> _Exercise set_
1. Decide whether each statement agrees with the forum thread, answering yes or no and quoting the deciding words of the thread. (a) The one literature review the commenter has seen is a couple of years old. (b) The document's author calls its references exhaustive. (c) The list of schools is meant to cover places that are good for safety work in particular.
2. List every line of the records that contains the string "flat", treating uppercase and lowercase as different.

> _Provided text_
If you liked this post, I recommend you check out 80,000 Hours’ podcast with Catherine Olsson and Daniel Ziegler.
This piece is cross-posted on my blog here.
Not sure if he hasn't seen it or it just isn't what he's looking for, but there's AI Alignment Research Overview.
On a short skim, this seems more like a research agenda? There are a few research agendas by now...
The only lit review I've seen is [1]. I probably should've said I haven't seen any great lit reviews, because I felt this one was OK - it covered a lot of ground. However, it is a couple of years old, and it didn't organize the work in a way that was satisfying for me.
1. Everitt, Tom, Gary Lea, and Marcus Hutter. "AGI safety literature review." arXiv preprint arXiv:1805.01109 (2018).
I intended the document to be broader than a research agenda. For instance I describe many topics that I'm not personally excited about but that other people are and where the excitement seems defensible. I also go into a lot of detail on the reasons that people are interested in different directions. It's not a literature review in the sense that the references are far from exhaustive but I personally don't know of any better resource for learning about what's going on in the field. Of course as the author I'm biased.
Okay, thought it might be something like that. Thought I'd post just in case.
I've read "Understanding ML" and have only a superficial understanding of what MIRI does, but the two don't seem related. The book is for those interested in statistical machine learning theory.
I'm not sure what the metric for the "good schools" list is but the ranking seemed off to me. Berkeley, Stanford, MIT, CMU, and UW are generally considered the top CS (and ML) schools. Toronto is also top-10 in CS and particularly strong in ML. All of these rankings are of course a bit silly but I still find it hard to justify the given list unless being located in the UK is somehow considered a large bonus.
Yep, I'd actually just asked to clarify this. I'm listing schools that are good for doing safety work in particular. They may also be biased toward places I know about. If people are trying to become professors, or are not interested in doing safety work in their PhD then I agree they should look at a usual CS university ranking, which would look like what you describe.

> _Provided data_
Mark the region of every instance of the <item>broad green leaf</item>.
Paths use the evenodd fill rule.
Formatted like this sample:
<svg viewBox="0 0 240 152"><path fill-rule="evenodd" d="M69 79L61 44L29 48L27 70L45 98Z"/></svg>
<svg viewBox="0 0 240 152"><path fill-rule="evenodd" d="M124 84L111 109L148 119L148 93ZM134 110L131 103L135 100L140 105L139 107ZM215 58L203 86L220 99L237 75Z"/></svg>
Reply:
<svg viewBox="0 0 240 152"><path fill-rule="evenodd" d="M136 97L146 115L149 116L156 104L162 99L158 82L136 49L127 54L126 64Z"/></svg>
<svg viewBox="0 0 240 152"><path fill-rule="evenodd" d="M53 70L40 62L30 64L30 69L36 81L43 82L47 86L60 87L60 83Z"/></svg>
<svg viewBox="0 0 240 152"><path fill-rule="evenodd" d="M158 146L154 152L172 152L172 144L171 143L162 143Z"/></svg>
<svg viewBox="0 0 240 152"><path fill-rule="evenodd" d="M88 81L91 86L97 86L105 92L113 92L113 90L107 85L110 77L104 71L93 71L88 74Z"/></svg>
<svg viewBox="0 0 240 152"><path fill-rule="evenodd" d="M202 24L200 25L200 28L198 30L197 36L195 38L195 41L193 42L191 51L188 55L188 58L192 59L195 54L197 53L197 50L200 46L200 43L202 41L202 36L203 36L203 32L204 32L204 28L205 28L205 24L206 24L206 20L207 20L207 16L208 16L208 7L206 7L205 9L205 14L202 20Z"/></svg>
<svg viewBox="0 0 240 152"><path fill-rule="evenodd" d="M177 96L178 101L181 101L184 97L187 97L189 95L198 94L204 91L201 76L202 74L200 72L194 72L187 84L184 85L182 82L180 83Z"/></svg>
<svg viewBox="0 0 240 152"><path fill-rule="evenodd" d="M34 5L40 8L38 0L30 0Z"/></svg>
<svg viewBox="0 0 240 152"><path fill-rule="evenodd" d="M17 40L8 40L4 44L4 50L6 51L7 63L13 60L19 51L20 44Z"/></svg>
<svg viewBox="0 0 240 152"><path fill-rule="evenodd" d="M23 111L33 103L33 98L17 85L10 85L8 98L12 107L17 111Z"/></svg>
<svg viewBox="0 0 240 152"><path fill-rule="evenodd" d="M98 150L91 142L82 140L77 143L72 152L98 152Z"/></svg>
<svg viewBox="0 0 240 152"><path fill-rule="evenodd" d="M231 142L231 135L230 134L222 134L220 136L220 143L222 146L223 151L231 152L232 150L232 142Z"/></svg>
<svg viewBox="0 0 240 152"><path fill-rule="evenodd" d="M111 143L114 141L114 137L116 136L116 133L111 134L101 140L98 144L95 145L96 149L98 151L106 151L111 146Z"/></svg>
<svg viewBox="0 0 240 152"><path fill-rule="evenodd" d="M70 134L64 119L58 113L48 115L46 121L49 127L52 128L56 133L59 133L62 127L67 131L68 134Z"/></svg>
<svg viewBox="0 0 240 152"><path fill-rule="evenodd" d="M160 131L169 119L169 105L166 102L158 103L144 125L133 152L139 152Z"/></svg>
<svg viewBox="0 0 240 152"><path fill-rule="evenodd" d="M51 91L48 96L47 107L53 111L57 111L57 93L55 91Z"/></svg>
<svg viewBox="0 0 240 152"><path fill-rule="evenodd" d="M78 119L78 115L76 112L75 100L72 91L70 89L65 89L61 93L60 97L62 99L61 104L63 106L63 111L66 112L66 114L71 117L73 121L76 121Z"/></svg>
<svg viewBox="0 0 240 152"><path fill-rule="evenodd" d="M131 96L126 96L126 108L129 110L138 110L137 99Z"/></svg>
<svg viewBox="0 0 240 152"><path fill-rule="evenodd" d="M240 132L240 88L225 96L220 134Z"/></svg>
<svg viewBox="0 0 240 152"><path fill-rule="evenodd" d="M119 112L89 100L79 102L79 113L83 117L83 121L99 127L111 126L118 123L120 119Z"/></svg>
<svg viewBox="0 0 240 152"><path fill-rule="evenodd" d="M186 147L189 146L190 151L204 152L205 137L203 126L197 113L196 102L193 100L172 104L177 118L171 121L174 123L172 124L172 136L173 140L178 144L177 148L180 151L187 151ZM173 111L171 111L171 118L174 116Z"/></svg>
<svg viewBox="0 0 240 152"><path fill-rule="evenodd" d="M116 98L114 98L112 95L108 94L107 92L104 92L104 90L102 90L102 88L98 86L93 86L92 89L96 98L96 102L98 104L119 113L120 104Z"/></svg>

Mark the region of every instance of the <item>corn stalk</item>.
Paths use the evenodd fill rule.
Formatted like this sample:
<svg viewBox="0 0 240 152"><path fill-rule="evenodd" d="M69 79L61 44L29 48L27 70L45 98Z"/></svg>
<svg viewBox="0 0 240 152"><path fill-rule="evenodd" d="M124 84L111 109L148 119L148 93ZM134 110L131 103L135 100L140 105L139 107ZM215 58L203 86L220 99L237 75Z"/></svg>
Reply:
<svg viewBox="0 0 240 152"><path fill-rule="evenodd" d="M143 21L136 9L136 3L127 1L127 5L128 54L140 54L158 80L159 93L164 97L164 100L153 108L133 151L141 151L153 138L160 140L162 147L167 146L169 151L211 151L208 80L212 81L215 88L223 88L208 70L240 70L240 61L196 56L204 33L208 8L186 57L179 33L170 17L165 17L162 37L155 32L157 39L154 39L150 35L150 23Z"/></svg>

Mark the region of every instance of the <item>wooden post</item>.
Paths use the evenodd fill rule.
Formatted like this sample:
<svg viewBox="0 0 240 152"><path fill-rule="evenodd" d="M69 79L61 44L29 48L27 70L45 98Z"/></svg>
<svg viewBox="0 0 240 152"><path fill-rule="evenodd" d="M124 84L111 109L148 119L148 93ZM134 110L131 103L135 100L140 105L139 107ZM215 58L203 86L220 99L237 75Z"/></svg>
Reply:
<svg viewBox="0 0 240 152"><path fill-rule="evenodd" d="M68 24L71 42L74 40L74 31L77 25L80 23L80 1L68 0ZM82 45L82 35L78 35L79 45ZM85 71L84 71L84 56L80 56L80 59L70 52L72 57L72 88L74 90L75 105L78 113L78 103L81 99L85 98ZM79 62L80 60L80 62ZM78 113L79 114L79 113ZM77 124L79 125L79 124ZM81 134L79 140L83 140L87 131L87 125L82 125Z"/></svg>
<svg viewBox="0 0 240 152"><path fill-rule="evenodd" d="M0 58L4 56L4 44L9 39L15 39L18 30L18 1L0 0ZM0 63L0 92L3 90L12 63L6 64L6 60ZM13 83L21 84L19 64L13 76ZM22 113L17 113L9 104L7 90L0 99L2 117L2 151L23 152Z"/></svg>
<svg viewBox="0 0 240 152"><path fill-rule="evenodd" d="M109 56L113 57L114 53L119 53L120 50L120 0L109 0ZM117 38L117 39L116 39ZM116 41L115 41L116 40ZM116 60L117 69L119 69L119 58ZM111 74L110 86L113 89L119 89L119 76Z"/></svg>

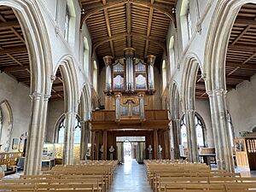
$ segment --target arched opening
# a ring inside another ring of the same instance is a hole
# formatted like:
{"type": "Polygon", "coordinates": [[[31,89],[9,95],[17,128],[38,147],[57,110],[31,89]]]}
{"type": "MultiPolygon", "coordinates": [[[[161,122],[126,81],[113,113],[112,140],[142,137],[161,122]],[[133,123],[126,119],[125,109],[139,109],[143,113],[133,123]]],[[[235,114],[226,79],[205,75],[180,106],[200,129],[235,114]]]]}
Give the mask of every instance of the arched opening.
{"type": "Polygon", "coordinates": [[[96,61],[93,61],[93,87],[97,92],[97,84],[98,84],[98,67],[96,61]]]}
{"type": "Polygon", "coordinates": [[[1,151],[9,151],[13,131],[13,114],[11,108],[7,101],[3,101],[0,104],[1,113],[1,151]]]}
{"type": "MultiPolygon", "coordinates": [[[[65,143],[65,125],[66,125],[65,115],[62,115],[60,119],[57,126],[55,127],[55,141],[56,143],[63,144],[65,143]]],[[[81,121],[79,115],[76,116],[74,122],[74,137],[73,143],[79,144],[81,143],[81,121]]]]}
{"type": "MultiPolygon", "coordinates": [[[[202,117],[195,113],[195,124],[196,129],[196,141],[198,147],[206,147],[206,134],[207,134],[207,128],[205,123],[203,121],[202,117]]],[[[187,145],[187,128],[186,128],[186,119],[184,115],[183,115],[180,123],[180,129],[181,129],[181,143],[183,148],[188,148],[187,145]]]]}
{"type": "Polygon", "coordinates": [[[162,63],[162,86],[163,86],[163,90],[162,91],[164,92],[166,85],[167,85],[167,75],[166,75],[166,60],[163,61],[162,63]]]}

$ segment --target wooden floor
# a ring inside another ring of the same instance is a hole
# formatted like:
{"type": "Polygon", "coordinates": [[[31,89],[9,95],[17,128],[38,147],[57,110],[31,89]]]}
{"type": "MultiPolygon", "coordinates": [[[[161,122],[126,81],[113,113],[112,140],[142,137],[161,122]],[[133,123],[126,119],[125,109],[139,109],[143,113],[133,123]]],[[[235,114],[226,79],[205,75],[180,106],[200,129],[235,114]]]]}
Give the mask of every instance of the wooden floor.
{"type": "Polygon", "coordinates": [[[135,160],[119,165],[109,192],[152,192],[147,181],[145,166],[135,160]]]}

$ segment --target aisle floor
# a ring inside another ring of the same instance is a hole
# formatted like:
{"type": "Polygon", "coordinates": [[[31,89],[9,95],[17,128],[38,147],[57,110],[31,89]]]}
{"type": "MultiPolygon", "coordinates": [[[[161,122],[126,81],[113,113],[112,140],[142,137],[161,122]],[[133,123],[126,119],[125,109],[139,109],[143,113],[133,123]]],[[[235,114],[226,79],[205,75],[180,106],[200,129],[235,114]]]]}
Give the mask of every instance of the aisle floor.
{"type": "Polygon", "coordinates": [[[119,165],[108,192],[153,192],[147,181],[145,166],[135,160],[119,165]]]}

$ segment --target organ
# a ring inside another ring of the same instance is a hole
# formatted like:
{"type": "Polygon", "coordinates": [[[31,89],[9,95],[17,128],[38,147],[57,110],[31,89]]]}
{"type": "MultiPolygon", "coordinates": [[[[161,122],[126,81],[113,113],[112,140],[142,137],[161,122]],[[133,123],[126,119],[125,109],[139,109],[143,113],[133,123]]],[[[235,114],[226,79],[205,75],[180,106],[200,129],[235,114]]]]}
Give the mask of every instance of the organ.
{"type": "Polygon", "coordinates": [[[155,56],[148,55],[143,60],[135,53],[134,49],[126,48],[123,58],[103,57],[105,109],[92,113],[91,160],[117,160],[123,148],[117,143],[119,137],[144,137],[145,141],[138,144],[139,154],[145,154],[142,159],[148,158],[145,149],[148,145],[153,146],[153,158],[159,158],[159,145],[163,148],[161,158],[170,158],[167,111],[154,108],[155,56]],[[112,156],[108,150],[111,146],[116,149],[112,156]]]}

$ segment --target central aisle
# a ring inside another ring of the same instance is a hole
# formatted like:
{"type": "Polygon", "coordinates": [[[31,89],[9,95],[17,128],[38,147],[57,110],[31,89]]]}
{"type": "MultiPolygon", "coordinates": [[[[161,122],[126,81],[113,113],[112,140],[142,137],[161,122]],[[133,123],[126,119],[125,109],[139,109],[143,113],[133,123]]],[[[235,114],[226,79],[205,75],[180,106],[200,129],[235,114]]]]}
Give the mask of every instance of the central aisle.
{"type": "Polygon", "coordinates": [[[135,160],[118,166],[109,192],[153,192],[147,181],[144,165],[135,160]]]}

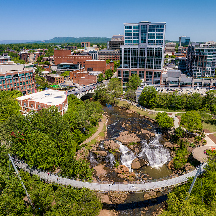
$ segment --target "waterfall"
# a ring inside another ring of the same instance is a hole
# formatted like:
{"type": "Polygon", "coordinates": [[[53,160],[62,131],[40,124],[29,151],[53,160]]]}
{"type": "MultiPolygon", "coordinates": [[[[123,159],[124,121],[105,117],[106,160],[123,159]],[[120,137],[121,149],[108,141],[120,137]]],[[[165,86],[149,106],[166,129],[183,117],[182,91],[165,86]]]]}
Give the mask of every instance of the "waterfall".
{"type": "Polygon", "coordinates": [[[147,143],[146,140],[142,141],[143,148],[139,153],[139,158],[146,158],[151,167],[160,167],[167,161],[171,160],[168,149],[164,148],[159,142],[161,135],[156,134],[155,138],[147,143]]]}
{"type": "Polygon", "coordinates": [[[96,161],[96,159],[94,158],[92,152],[89,153],[89,160],[90,160],[90,164],[92,166],[96,166],[98,164],[98,162],[96,161]]]}
{"type": "Polygon", "coordinates": [[[119,150],[121,151],[121,164],[128,167],[131,172],[131,163],[136,157],[127,146],[123,145],[119,141],[117,143],[119,144],[119,150]]]}
{"type": "Polygon", "coordinates": [[[114,166],[114,164],[115,164],[115,157],[110,152],[108,152],[108,154],[107,154],[106,163],[110,163],[111,166],[114,166]]]}

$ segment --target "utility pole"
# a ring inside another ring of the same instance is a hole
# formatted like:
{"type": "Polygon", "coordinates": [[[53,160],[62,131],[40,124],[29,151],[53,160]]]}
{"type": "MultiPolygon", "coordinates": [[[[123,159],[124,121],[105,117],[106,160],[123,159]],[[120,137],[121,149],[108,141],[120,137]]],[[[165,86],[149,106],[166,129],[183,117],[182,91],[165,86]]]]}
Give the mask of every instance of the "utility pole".
{"type": "Polygon", "coordinates": [[[196,178],[197,178],[197,176],[201,173],[201,166],[202,166],[202,164],[200,164],[199,169],[197,170],[197,173],[196,173],[196,175],[194,176],[193,182],[192,182],[192,184],[191,184],[191,186],[190,186],[190,189],[189,189],[189,191],[188,191],[189,195],[186,197],[185,200],[187,200],[187,199],[189,198],[190,193],[191,193],[191,191],[192,191],[192,189],[193,189],[193,186],[194,186],[194,184],[195,184],[196,178]]]}
{"type": "MultiPolygon", "coordinates": [[[[17,170],[17,168],[16,168],[14,162],[13,162],[13,159],[12,159],[12,157],[10,156],[10,154],[8,154],[8,156],[9,156],[9,161],[11,161],[11,163],[12,163],[12,165],[13,165],[13,168],[15,169],[16,174],[17,174],[19,180],[21,181],[21,184],[22,184],[22,186],[23,186],[23,188],[24,188],[24,190],[25,190],[26,196],[28,197],[29,203],[31,204],[32,208],[34,209],[34,206],[33,206],[33,204],[32,204],[31,198],[30,198],[30,196],[29,196],[29,194],[28,194],[28,192],[27,192],[27,190],[26,190],[26,187],[25,187],[24,183],[22,182],[22,179],[21,179],[21,177],[20,177],[20,175],[19,175],[19,172],[18,172],[18,170],[17,170]]],[[[10,166],[10,165],[9,165],[9,166],[10,166]]]]}

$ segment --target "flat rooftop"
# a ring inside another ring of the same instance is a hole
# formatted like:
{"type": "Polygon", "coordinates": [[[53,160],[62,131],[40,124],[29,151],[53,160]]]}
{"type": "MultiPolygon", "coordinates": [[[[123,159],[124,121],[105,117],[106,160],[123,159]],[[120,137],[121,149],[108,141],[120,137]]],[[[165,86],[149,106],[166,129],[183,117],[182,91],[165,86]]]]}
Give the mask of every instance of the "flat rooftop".
{"type": "Polygon", "coordinates": [[[25,95],[18,97],[17,100],[28,100],[35,101],[43,104],[47,104],[50,106],[58,106],[62,104],[66,99],[66,91],[58,91],[58,90],[44,90],[41,92],[25,95]]]}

> _Completed exercise_
1.
(a) Yes: "However, it is a couple of years old"
(b) No: "the references are far from exhaustive"
(c) Yes: "I'm listing schools that are good for doing safety work in particular."

2.
$ segment --target "flat rooftop"
Give the mask of every instance of the "flat rooftop".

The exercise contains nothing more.